* Material for this task *
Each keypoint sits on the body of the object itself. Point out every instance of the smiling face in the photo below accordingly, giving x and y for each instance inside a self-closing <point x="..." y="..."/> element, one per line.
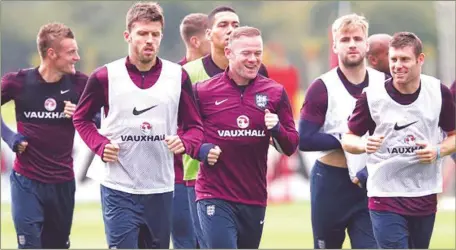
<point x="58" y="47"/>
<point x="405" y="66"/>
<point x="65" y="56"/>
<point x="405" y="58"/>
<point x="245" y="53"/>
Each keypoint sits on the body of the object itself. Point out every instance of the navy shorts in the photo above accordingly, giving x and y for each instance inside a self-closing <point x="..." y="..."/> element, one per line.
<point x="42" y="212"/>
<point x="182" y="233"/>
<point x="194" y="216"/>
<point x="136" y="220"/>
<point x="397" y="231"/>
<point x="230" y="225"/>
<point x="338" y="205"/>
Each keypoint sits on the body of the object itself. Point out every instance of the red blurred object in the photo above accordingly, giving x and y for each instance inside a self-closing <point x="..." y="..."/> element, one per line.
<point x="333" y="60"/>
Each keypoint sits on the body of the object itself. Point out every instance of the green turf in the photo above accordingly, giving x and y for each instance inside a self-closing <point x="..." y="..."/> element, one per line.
* * *
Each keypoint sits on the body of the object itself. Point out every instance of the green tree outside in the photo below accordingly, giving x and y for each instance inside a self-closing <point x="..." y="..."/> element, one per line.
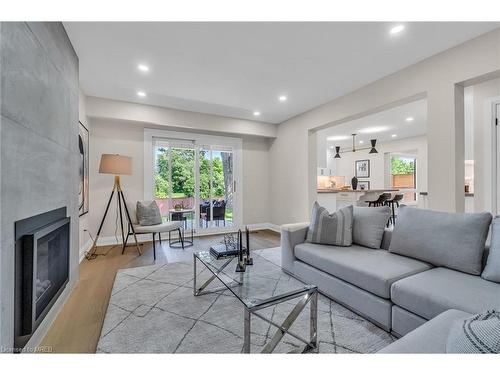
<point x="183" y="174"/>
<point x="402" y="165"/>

* About this exercise *
Beginning at the line with "the red blurred" and stopping after the line with "the green turf", please write out every line of the data above exactly and nothing else.

* Exercise response *
Each keypoint sits on the body of the object itself. Point out every instance of the red blurred object in the photo above accordingly, giving x and y for each instance inside a self-closing <point x="..." y="..."/> element, one per line.
<point x="333" y="60"/>
Each keypoint sits on the body of the object itself. Point out every instance of the green turf in the photo above accordingly, giving x and y for each instance inside a self-closing <point x="..." y="..."/> element, one per line.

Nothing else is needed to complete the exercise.